What is asked
Return each line of the material below that contains the word "horse", copied unchanged.

Data records
—————

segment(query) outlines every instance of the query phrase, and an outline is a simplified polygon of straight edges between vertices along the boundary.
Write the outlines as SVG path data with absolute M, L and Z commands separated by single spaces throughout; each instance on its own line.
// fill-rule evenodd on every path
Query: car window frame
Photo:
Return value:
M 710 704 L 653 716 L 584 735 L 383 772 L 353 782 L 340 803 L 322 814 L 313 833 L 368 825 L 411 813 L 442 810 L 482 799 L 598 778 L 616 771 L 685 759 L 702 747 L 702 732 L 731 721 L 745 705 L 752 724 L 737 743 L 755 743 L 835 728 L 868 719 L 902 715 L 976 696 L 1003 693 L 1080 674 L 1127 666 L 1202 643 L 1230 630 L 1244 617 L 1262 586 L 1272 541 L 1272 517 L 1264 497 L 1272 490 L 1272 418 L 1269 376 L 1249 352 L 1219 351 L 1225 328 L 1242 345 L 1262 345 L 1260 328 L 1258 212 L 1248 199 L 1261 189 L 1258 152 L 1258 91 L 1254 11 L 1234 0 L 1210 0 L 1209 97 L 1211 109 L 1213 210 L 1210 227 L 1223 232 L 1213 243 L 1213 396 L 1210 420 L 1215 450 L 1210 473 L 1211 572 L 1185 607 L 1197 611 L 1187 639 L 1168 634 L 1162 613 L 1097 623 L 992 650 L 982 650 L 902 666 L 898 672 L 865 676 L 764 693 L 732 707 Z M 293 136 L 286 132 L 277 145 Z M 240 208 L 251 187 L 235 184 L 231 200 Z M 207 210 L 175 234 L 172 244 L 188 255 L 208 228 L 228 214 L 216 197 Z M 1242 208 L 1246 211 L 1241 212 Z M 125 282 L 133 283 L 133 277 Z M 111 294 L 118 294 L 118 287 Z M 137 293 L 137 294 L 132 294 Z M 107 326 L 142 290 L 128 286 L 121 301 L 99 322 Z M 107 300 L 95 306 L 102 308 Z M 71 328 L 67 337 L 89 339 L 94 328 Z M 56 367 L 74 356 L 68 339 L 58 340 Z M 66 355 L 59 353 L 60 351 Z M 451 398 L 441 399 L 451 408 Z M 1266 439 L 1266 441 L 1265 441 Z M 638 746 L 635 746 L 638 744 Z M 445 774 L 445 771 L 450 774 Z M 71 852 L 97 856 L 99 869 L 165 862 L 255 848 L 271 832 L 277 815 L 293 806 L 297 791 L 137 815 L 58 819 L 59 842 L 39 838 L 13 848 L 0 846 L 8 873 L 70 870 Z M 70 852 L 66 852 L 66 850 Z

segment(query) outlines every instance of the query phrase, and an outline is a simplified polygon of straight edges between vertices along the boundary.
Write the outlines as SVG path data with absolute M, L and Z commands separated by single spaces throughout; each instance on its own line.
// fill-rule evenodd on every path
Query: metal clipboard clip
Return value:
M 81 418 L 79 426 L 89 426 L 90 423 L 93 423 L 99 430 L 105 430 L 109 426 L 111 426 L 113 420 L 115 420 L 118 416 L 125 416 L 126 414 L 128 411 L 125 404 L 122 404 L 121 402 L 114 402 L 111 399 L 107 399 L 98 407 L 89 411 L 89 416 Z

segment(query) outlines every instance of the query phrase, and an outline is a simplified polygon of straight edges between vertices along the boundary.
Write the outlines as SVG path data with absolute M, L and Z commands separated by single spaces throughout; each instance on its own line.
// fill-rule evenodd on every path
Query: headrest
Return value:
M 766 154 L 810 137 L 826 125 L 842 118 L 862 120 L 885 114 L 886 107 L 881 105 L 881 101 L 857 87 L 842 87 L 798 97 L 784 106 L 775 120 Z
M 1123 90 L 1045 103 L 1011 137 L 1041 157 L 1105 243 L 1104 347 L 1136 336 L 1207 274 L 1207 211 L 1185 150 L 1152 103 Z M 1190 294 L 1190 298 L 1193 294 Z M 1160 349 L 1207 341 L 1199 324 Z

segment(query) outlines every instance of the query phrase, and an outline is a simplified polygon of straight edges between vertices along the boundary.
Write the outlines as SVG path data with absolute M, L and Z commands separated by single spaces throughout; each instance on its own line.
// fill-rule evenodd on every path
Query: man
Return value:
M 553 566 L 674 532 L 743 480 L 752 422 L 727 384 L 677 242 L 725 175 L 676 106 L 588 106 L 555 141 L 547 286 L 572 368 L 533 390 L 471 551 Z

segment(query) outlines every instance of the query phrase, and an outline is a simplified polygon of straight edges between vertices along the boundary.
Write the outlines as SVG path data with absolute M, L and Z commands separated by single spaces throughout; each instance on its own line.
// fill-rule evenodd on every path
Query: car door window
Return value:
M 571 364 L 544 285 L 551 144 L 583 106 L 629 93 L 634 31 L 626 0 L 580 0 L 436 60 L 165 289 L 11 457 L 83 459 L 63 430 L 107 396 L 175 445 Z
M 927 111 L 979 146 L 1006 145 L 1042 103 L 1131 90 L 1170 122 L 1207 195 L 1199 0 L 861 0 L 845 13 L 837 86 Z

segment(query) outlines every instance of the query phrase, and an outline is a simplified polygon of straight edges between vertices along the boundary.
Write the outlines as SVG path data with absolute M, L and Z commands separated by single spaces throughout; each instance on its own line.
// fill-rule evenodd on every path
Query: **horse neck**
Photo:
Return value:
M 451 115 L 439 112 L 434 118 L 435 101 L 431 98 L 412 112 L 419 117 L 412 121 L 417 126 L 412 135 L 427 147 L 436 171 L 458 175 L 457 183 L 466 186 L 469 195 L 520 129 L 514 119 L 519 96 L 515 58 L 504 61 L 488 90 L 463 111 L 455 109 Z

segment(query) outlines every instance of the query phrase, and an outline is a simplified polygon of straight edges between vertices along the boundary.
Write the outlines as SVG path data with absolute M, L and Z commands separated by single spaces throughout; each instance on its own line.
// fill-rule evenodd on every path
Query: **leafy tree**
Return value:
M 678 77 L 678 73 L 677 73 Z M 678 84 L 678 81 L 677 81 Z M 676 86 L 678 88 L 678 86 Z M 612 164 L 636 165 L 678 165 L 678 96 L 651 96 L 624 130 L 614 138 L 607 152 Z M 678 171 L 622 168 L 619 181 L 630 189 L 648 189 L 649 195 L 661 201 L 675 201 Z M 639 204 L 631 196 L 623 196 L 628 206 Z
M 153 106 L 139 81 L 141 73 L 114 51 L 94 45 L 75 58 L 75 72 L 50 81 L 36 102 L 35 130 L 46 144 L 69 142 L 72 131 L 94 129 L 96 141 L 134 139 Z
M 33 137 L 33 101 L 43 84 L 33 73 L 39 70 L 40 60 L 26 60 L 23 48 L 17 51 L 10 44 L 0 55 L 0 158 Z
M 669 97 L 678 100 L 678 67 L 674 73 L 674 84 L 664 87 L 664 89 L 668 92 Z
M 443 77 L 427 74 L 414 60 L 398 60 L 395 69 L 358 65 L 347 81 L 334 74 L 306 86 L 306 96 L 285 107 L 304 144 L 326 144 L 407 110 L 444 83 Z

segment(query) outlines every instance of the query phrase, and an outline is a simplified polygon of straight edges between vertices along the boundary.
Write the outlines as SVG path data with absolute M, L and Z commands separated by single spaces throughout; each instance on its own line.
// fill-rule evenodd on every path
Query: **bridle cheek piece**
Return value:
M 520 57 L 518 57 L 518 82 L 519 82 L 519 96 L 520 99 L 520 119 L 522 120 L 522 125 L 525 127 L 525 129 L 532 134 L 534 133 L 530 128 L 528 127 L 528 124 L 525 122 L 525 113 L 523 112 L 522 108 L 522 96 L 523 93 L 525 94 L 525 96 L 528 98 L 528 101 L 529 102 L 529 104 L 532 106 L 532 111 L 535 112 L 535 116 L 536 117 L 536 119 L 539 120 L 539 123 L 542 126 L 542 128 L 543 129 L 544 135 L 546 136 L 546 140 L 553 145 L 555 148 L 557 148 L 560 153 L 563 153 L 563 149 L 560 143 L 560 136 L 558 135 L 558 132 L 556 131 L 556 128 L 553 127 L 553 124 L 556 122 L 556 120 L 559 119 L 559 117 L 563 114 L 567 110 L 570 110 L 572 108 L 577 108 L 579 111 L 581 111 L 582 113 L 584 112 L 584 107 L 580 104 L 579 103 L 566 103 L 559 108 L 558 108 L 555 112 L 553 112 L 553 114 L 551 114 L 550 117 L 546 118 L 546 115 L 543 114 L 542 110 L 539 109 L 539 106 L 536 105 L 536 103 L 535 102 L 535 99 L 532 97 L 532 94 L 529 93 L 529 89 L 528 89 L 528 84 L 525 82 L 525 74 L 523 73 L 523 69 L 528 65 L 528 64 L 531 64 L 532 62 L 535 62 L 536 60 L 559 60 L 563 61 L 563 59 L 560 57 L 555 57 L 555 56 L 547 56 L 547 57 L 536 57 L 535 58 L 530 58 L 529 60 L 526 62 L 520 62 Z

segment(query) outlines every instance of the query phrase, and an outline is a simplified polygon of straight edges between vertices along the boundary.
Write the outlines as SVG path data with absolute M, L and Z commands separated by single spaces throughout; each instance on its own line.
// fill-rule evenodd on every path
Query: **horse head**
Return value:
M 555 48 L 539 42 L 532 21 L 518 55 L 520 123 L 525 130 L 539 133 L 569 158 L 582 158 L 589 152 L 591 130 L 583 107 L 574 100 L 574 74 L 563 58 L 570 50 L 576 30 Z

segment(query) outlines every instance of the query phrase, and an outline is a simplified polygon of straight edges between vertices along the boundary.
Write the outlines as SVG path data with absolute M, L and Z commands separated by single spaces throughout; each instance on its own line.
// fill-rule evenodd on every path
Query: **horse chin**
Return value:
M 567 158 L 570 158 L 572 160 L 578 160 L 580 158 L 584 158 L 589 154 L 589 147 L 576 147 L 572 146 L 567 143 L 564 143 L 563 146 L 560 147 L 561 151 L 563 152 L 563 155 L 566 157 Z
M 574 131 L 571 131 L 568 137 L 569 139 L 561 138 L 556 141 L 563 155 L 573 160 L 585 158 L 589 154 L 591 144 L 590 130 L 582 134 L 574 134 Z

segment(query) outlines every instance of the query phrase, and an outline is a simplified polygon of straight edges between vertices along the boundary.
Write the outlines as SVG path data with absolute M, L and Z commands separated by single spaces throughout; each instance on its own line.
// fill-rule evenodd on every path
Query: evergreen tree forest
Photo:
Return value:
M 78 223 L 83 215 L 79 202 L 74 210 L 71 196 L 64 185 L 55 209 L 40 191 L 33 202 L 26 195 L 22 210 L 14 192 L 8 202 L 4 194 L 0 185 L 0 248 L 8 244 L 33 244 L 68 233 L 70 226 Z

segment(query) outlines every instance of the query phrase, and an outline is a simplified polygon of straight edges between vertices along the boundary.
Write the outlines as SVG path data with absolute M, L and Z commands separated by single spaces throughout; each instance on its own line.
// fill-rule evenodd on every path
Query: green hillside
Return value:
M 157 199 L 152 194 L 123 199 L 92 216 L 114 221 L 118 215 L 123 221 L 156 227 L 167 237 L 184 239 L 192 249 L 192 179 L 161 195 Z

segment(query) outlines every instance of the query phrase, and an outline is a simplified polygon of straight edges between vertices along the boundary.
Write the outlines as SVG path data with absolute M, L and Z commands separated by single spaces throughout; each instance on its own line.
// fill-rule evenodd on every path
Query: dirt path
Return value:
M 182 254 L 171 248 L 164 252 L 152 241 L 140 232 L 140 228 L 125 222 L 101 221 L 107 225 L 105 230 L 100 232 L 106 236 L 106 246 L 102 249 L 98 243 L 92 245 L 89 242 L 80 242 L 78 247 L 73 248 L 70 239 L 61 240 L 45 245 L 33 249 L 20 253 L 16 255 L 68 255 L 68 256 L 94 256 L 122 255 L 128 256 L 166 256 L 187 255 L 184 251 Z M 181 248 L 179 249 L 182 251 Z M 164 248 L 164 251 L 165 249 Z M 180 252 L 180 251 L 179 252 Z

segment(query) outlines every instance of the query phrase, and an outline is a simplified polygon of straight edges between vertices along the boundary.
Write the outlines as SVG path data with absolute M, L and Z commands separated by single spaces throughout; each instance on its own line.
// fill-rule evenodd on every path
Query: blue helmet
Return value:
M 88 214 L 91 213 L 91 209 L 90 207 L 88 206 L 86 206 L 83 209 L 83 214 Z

—————

Response for this exercise
Query: **horse neck**
Query: **horse head**
Query: **horse chin**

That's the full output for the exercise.